[[ EXERCISE DATA open ]]
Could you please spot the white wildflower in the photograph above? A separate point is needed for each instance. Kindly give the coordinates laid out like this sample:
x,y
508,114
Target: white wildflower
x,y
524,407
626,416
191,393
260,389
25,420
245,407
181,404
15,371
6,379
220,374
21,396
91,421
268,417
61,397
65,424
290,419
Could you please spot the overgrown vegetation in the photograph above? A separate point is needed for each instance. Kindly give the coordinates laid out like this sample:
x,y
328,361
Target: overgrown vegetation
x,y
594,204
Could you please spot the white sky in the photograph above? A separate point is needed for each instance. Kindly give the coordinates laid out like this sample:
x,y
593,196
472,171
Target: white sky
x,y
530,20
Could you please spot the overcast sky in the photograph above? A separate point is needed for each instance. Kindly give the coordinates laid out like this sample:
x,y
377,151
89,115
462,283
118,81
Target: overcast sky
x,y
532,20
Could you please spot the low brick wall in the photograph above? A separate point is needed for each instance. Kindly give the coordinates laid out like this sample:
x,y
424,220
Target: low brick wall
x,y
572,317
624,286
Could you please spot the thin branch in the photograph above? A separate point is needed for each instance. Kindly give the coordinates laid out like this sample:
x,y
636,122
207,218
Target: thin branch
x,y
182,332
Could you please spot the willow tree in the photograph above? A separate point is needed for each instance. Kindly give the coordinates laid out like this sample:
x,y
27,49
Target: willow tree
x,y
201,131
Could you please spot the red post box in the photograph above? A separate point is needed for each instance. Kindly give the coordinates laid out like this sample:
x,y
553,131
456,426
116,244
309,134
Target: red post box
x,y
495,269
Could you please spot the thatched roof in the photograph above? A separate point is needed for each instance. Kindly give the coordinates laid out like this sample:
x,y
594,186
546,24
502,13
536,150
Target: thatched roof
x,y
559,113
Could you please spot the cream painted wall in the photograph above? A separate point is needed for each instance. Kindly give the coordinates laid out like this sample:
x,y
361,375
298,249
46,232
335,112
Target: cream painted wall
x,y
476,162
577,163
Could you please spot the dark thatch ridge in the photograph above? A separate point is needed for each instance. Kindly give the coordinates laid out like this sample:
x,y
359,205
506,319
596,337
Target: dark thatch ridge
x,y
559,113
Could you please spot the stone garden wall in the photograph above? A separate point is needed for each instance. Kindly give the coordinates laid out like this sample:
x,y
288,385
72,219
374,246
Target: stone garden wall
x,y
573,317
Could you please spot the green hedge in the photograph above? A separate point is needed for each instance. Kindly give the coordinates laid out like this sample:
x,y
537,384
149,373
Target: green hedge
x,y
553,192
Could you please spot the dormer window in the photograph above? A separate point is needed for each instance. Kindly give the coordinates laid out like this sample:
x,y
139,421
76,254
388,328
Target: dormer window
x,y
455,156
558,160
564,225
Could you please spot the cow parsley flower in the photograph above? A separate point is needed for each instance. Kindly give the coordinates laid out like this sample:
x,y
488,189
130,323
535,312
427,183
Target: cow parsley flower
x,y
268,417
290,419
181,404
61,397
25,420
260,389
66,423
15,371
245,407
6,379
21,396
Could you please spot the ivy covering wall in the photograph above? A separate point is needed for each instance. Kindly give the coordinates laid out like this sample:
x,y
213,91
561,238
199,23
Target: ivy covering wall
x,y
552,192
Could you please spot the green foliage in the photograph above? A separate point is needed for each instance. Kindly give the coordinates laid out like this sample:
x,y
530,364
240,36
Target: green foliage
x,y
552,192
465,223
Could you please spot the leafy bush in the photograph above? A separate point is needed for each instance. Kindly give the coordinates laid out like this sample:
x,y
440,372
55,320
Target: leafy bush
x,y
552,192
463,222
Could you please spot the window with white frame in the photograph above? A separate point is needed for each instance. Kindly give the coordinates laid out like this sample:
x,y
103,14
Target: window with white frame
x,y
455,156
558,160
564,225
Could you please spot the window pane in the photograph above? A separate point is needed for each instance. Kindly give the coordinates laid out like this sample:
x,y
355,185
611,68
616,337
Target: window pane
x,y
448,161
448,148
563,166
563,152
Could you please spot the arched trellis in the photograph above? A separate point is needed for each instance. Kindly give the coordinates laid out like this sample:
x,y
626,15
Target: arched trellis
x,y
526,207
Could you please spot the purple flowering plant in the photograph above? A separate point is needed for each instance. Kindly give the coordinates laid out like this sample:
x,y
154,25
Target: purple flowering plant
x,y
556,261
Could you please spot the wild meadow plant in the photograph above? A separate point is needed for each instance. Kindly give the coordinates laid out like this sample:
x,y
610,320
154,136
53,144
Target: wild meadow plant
[[ EXERCISE DATA closed ]]
Lines in the records above that carry the word "meadow" are to be located and copied.

Could you please spot the wild meadow plant in the photograph above? A separate point is needed for each instance. Kindly give the coordinates laid out like this sample:
Target: wild meadow plant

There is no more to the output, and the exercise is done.